─── Passage to read
City Hall Ready for Liftoff on New Land Use Rules
It's as easy as flood protection, affordability, parking, transition zones ...
As City Council prepared to take the first of the three votes required to approve a new Land Development Code, the same conflicts that have animated land use debates in Austin for years were again front and center. How should the controversial transition zones between mixed-use corridors and single-family neighborhoods be mapped? How much parking should developers be required to build? How much potential flood protection should the code sacrifice to allow more impervious cover and thus a greater supply of housing stock? And how can the city ensure that increasing the housing supply will make living in Austin more affordable to families?
In deliberations scattered over multiple days of meetings and work sessions, Council members crafted and debated amendments to this draft that are designed to influence the next draft and map, to be released by staff in early 2020. The tone of the meetings remained largely civil, if plodding, with some Council members frustrated by reopened debate on issues thought to be settled.
As the Chronicle went to press on Wednesday, Dec. 11, Council found its way to a first-reading vote that had originally been planned for Monday, Dec. 9, thanks to several detours into the weeds amid discussion that had been intended to remain high-level. Many of the amendments approved so far include language like "consider" or "analyze," directing staff to explore ideas and report back with potential changes to the code and map in future drafts before the new LDC gets its third and final reading next year.
──────
─── Material supplied
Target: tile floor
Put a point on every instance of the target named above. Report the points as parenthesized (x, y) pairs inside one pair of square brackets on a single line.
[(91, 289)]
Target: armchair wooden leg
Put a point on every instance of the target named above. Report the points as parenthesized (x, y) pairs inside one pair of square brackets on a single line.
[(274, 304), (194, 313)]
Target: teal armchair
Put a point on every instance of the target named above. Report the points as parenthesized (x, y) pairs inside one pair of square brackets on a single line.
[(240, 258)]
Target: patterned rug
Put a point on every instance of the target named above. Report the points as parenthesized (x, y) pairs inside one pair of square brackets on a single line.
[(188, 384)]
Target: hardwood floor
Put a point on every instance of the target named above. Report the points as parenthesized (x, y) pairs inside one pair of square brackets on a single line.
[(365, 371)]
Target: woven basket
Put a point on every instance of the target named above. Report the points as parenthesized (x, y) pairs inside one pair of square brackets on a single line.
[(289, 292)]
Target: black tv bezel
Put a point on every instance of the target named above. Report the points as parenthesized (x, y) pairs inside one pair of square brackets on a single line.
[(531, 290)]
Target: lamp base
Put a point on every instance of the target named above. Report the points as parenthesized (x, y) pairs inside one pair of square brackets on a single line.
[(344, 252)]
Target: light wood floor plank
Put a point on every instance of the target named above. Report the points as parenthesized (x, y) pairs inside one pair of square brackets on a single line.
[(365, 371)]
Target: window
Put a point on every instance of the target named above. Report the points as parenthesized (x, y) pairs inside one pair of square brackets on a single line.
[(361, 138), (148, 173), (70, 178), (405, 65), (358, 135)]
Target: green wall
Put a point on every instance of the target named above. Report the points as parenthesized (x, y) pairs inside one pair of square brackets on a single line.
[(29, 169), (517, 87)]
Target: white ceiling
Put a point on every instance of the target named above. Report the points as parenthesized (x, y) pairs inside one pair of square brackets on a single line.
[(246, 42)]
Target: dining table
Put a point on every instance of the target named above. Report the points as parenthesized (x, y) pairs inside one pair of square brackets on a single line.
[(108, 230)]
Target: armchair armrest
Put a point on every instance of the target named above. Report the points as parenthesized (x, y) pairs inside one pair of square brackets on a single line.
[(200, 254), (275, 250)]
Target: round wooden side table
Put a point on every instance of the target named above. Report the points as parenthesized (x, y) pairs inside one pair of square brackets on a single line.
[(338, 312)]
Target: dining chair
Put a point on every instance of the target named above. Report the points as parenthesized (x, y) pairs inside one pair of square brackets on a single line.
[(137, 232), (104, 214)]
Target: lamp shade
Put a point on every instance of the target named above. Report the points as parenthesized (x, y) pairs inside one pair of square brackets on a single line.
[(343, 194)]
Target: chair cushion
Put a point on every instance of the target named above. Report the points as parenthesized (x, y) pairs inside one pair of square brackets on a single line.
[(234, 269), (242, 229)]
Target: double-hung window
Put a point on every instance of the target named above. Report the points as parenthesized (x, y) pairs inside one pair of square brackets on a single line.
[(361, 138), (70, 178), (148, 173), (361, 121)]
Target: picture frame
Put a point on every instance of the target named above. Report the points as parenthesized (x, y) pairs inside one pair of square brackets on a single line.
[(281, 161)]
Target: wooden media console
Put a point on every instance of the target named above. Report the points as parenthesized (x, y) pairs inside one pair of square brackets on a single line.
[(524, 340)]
──────
─── Material supplied
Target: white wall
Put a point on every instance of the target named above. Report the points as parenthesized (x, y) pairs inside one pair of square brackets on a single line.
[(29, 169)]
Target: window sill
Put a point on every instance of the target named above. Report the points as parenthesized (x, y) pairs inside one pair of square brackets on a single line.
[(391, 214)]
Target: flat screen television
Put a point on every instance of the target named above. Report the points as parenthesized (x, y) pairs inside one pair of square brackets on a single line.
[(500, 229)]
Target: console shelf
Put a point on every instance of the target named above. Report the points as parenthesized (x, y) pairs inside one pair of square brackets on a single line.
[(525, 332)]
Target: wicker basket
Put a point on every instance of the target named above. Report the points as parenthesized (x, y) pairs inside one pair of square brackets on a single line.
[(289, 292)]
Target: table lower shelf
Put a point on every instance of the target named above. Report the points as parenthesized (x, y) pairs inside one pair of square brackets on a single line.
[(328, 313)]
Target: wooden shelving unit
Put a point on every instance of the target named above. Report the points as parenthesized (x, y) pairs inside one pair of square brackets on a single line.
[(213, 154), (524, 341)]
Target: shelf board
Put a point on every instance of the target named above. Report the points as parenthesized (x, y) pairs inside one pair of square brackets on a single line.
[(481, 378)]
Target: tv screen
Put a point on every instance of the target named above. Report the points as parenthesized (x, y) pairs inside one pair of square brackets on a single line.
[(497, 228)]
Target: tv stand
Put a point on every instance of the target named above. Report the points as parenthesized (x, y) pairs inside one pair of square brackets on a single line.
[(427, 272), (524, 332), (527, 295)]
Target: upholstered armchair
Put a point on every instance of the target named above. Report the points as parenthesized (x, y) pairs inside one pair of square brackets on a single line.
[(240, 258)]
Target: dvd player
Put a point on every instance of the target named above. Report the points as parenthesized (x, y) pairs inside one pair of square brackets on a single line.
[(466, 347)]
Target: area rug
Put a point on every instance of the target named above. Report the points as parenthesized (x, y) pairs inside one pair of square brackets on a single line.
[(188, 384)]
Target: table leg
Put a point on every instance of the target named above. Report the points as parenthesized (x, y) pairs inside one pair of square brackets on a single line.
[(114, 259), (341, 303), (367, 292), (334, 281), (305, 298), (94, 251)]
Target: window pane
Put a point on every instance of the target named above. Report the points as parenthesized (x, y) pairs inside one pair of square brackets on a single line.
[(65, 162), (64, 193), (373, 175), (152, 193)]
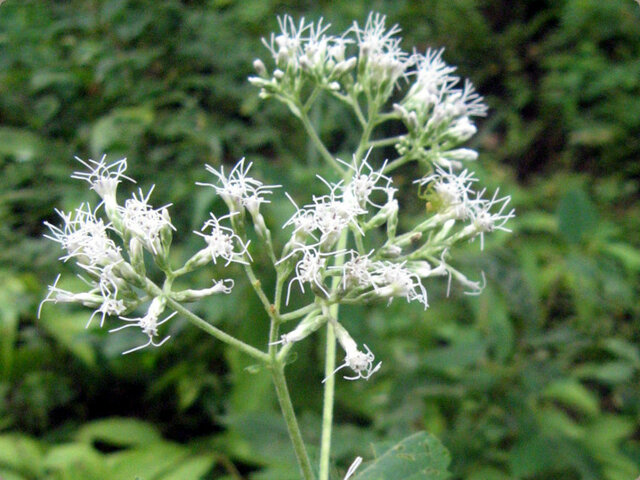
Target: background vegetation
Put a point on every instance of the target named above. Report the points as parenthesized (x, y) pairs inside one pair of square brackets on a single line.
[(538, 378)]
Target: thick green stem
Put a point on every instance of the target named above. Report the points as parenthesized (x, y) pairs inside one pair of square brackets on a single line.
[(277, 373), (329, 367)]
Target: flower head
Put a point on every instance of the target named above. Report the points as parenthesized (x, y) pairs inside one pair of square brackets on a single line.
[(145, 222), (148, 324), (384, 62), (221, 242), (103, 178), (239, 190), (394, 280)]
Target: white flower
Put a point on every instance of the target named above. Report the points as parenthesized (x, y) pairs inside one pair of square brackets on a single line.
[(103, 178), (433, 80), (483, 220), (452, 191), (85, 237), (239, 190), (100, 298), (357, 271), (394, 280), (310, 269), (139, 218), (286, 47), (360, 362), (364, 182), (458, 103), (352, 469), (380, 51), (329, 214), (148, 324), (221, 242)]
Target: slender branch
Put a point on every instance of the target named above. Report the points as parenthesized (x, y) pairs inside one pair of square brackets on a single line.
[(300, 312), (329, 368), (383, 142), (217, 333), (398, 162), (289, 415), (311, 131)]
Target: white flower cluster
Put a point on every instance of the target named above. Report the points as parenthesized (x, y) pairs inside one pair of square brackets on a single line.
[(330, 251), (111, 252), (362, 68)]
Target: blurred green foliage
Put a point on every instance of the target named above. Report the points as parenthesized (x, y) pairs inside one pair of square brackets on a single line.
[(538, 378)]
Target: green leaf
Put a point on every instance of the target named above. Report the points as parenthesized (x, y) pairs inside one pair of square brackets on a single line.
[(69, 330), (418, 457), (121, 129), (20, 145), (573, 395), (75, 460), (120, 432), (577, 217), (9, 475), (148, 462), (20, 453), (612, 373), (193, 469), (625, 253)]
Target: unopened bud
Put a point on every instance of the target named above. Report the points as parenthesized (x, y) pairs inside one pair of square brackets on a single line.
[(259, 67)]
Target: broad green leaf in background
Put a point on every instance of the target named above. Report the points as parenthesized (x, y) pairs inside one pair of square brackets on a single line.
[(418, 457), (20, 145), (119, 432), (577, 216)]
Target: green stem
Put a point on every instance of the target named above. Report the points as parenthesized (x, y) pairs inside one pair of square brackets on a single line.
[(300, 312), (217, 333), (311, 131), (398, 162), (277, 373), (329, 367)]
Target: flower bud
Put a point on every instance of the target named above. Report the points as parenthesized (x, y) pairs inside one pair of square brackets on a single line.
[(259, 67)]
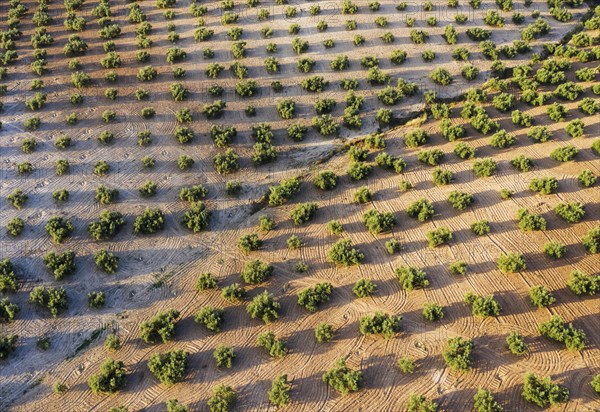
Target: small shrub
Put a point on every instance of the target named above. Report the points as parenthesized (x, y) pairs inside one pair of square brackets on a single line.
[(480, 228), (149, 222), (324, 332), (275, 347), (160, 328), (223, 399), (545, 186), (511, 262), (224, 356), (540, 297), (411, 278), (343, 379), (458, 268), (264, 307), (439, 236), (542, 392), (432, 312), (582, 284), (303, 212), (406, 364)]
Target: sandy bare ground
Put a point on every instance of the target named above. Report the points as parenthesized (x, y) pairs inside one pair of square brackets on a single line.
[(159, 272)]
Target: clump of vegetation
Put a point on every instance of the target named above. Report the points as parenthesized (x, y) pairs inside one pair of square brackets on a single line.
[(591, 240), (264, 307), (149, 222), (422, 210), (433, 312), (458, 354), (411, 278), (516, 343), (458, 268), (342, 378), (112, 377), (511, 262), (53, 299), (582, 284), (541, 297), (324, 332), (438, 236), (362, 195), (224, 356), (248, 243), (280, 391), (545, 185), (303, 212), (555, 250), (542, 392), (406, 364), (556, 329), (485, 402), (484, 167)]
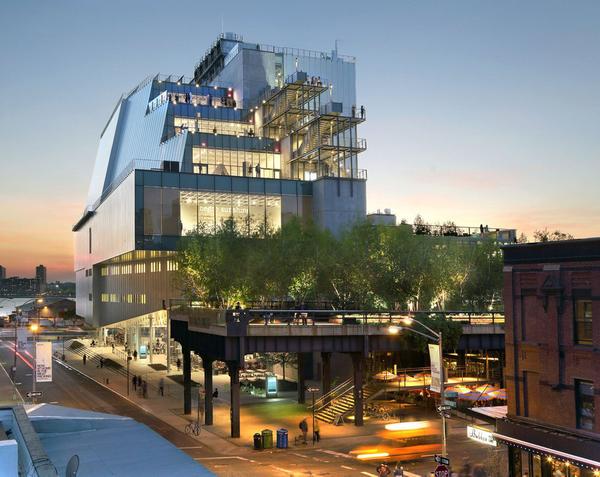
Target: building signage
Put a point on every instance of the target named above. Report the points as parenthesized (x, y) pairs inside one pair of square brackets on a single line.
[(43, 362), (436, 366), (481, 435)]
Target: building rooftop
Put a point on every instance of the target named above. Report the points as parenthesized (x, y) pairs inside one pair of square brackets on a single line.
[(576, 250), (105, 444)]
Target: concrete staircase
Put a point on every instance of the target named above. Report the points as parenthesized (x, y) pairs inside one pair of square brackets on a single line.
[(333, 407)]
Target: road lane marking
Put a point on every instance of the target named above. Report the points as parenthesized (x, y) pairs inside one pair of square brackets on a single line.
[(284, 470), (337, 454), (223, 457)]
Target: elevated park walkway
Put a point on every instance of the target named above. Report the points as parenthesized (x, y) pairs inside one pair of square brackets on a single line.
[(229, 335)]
──────
─── Material supplied
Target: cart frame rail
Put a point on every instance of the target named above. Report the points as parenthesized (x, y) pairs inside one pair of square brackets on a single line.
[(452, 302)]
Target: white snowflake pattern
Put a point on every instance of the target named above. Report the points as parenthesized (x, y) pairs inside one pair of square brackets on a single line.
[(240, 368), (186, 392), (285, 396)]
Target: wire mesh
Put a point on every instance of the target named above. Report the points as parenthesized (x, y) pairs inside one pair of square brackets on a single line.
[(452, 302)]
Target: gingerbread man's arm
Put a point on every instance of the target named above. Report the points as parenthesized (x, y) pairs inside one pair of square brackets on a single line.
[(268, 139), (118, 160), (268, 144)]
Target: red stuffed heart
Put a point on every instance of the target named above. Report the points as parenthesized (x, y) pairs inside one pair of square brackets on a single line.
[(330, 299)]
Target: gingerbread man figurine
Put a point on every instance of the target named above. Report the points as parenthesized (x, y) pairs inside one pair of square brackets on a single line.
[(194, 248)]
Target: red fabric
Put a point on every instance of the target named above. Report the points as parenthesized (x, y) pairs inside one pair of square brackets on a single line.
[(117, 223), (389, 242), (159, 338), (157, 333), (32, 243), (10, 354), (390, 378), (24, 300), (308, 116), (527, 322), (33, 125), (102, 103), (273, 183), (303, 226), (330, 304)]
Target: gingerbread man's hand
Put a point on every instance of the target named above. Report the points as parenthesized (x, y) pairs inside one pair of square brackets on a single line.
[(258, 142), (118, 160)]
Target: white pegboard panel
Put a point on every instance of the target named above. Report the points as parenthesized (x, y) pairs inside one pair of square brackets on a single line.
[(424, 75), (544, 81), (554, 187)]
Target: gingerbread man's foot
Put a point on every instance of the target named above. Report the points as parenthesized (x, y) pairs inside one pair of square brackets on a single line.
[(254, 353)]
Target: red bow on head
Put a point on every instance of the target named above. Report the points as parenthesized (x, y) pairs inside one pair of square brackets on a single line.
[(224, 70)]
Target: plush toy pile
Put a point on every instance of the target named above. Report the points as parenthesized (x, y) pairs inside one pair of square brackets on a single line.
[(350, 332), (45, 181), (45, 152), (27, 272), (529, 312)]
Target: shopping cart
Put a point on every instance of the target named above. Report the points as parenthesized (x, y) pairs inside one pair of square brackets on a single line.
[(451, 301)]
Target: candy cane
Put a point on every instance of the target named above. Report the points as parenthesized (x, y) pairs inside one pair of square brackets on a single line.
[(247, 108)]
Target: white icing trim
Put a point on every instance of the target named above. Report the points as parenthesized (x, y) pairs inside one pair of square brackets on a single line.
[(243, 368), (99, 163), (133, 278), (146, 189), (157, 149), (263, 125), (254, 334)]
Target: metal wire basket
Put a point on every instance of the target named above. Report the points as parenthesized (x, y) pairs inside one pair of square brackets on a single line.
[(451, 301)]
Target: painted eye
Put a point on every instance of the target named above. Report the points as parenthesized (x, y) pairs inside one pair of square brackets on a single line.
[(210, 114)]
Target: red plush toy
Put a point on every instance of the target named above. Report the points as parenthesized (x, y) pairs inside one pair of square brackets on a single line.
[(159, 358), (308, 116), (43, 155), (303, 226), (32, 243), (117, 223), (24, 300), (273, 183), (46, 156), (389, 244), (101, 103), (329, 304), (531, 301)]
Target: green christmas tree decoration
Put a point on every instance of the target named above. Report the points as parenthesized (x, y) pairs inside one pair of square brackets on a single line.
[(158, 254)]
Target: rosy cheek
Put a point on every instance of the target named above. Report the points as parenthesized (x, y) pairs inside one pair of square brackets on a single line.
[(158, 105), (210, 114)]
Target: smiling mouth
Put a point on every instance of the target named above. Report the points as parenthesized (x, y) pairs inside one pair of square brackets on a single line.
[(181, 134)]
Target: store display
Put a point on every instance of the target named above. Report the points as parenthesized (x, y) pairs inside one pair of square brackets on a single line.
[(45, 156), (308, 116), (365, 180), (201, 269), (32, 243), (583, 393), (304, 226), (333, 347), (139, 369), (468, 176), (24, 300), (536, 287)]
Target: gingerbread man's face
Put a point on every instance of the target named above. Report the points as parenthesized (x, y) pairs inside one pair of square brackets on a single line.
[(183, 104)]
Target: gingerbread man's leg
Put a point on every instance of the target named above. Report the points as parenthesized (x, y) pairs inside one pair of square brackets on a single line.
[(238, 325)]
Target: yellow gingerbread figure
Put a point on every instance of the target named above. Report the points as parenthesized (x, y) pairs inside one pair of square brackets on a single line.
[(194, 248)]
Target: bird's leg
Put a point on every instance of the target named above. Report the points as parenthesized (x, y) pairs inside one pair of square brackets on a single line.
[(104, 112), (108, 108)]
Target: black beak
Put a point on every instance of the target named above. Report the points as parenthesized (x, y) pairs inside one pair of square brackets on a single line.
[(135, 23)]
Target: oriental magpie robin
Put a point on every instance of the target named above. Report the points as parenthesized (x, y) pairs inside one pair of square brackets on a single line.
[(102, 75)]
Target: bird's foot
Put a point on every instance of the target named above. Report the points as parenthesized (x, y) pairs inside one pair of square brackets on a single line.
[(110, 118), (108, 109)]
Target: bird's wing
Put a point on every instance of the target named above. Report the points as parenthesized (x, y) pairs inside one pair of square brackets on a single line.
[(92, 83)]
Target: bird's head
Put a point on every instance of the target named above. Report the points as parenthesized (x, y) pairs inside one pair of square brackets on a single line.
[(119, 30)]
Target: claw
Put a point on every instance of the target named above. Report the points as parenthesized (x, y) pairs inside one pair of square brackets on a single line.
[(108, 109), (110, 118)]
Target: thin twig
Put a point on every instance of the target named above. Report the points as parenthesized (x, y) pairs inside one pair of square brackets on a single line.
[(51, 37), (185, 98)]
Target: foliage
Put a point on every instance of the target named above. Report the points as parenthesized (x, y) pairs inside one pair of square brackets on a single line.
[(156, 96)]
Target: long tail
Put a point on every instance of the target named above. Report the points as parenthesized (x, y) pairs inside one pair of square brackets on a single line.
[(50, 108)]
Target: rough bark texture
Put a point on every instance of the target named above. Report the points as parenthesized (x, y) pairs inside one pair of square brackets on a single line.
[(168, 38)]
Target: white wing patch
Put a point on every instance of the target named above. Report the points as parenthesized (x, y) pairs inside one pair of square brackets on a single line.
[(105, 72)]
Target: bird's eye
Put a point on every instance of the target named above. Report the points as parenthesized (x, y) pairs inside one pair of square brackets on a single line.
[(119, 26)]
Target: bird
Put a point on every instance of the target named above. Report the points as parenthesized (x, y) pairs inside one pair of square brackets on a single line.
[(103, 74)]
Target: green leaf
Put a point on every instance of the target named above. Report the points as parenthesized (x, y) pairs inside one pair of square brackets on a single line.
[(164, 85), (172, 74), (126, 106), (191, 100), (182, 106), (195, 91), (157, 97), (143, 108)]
──────
**Required work**
(A) Translate into Spanish this sentence from the article on Austin's new land use rules: "The tone of the meetings remained largely civil, if plodding, with some Council members frustrated by reopened debate on issues thought to be settled."
(B) Rewrite the article on Austin's land use rules from "In deliberations scattered" up to and including "reading next year.", changing "amendments" to "proposals".

**Final answers**
(A) El tono de las reuniones se mantuvo en gran medida cordial, aunque lento, y algunos miembros del Concejo se mostraron frustrados por la reapertura del debate sobre asuntos que se consideraban resueltos.

(B)
In deliberations scattered over multiple days of meetings and work sessions, Council members crafted and debated proposals to this draft that are designed to influence the next draft and map, to be released by staff in early 2020. The tone of the meetings remained largely civil, if plodding, with some Council members frustrated by reopened debate on issues thought to be settled.
As the Chronicle went to press on Wednesday, Dec. 11, Council found its way to a first-reading vote that had originally been planned for Monday, Dec. 9, thanks to several detours into the weeds amid discussion that had been intended to remain high-level. Many of the proposals approved so far include language like "consider" or "analyze," directing staff to explore ideas and report back with potential changes to the code and map in future drafts before the new LDC gets its third and final reading next year.